__GIVEN EXERCISE 1__.
In the notebook text below, what number is assigned to the seed used for consistency?

# # # # #

This notebook is a baseline application of [MINIROCKET](https://paperswithcode.com/paper/minirocket-a-very-fast-almost-deterministic). It uses the sktime library and simple trend and seasonality features. There are many more features that can be generated to increase performance. Please comment and upvote if you find it useful.

## Prep the environment

In [None]:
!pip install sktime --quiet --ignore-installed -U

In [None]:
import os
for dirname, _, filenames in os.walk('/kaggle/input'):
    for filename in filenames:
        print(os.path.join(dirname, filename))

In [None]:
import pandas as pd
import random
seed = 53 ## used for consistency
random.seed(seed)

# Prepare Training Data

In [None]:
train = pd.read_csv('/kaggle/input/store-sales-time-series-forecasting/train.csv',
    usecols=['store_nbr', 'family', 'date', 'sales'],
    dtype={
        'store_nbr': 'category',
        'family': 'category',
        'sales': 'float32',
    },
    parse_dates=['date'],
    infer_datetime_format=True,
)
train['date'] = train.date.dt.to_period('D')
train = train.set_index(['store_nbr', 'family', 'date']).sort_index()
train.shape

In [None]:
# set dates for subset of training data to avoid earthquake effect
start_date = '2016-07-01'
end_date = '2017-08-15'

from learntools.time_series.utils import plot_periodogram, seasonal_plot

average_sales = train.groupby('date').mean().squeeze().loc[start_date:end_date]
plot_periodogram(average_sales)

It appears there is some strong biweekly (paychecks) seasonality and also some weak annual seaonality. Create trend and seasonal features based on Annual and Weekly frequencies.

In [None]:
y = train.unstack(['store_nbr', 'family']).loc[start_date:end_date]
y.shape

In [None]:
from statsmodels.tsa.deterministic import CalendarFourier, DeterministicProcess, TimeTrend, Seasonality, Fourier
fourier1 = CalendarFourier(freq='W', order=4)

# # # # #

__GIVEN EXERCISE 2__.
Copy the lines of the entries below verbatim, starting at the line containing "Could you please point to the glass" and ending at the line containing "column 30, row 325".

__DATA SHOWN__.
# # # # #

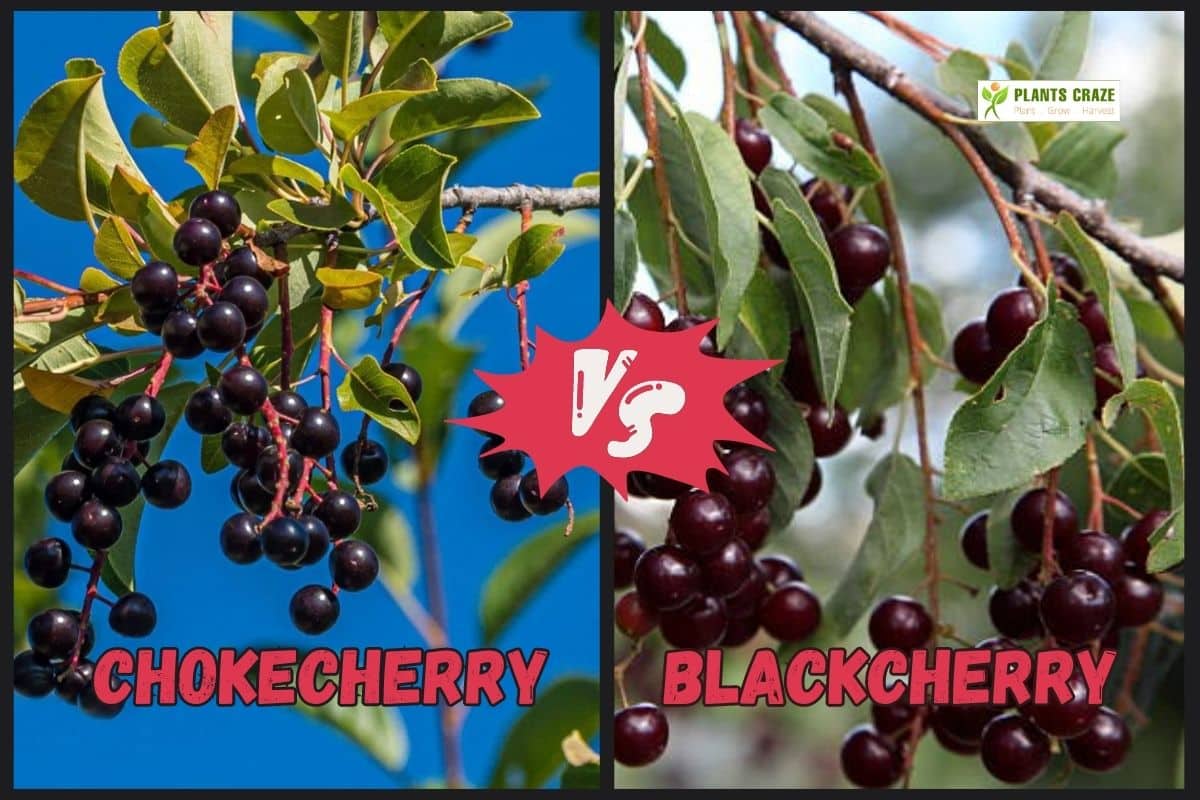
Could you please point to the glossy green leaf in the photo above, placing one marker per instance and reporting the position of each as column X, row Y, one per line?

# # # # #

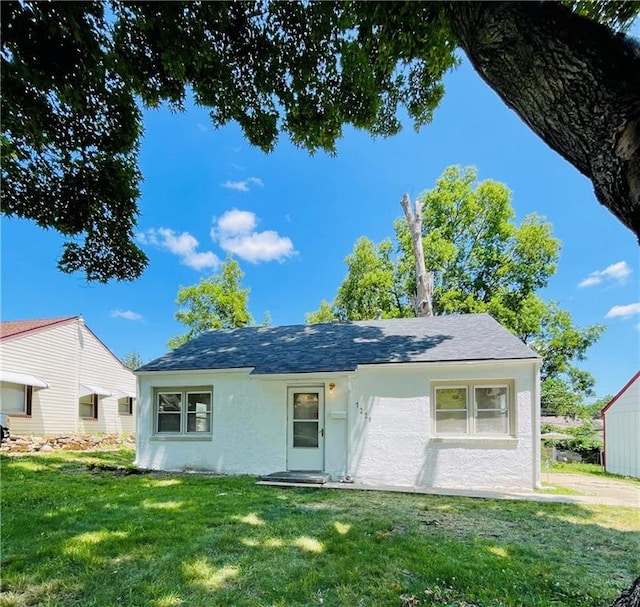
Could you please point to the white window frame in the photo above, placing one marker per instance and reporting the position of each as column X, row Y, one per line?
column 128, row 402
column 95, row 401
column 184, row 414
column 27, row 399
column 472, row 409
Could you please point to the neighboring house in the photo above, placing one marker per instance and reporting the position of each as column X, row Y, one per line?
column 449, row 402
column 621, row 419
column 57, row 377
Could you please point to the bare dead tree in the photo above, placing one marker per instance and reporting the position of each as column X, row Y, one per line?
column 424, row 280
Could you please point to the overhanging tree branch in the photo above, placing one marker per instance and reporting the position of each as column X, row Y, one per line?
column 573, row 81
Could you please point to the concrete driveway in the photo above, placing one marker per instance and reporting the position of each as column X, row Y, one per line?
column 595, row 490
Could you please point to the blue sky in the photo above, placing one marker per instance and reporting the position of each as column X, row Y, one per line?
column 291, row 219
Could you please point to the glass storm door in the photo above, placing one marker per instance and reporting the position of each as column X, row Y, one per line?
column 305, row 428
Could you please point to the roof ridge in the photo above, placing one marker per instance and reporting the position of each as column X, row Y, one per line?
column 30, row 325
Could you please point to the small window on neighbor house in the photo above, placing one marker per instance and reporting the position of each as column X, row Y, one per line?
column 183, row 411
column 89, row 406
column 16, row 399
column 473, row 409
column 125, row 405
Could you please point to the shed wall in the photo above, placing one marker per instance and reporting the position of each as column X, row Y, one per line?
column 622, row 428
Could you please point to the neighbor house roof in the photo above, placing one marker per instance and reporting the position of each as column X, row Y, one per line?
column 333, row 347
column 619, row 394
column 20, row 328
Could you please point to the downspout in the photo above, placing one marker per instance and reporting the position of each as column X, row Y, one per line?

# # # # #

__COMPLETE RESPONSE 1__.
53

__COMPLETE RESPONSE 2__.
Could you please point to the glass storm door in the photo above, placing one marker per instance and reporting the position of each as column X, row Y, one per line?
column 305, row 428
Could you please point to the roof ridge in the photo above, placing one marker per instance and reporting the position of each as column X, row Y, one per line?
column 30, row 325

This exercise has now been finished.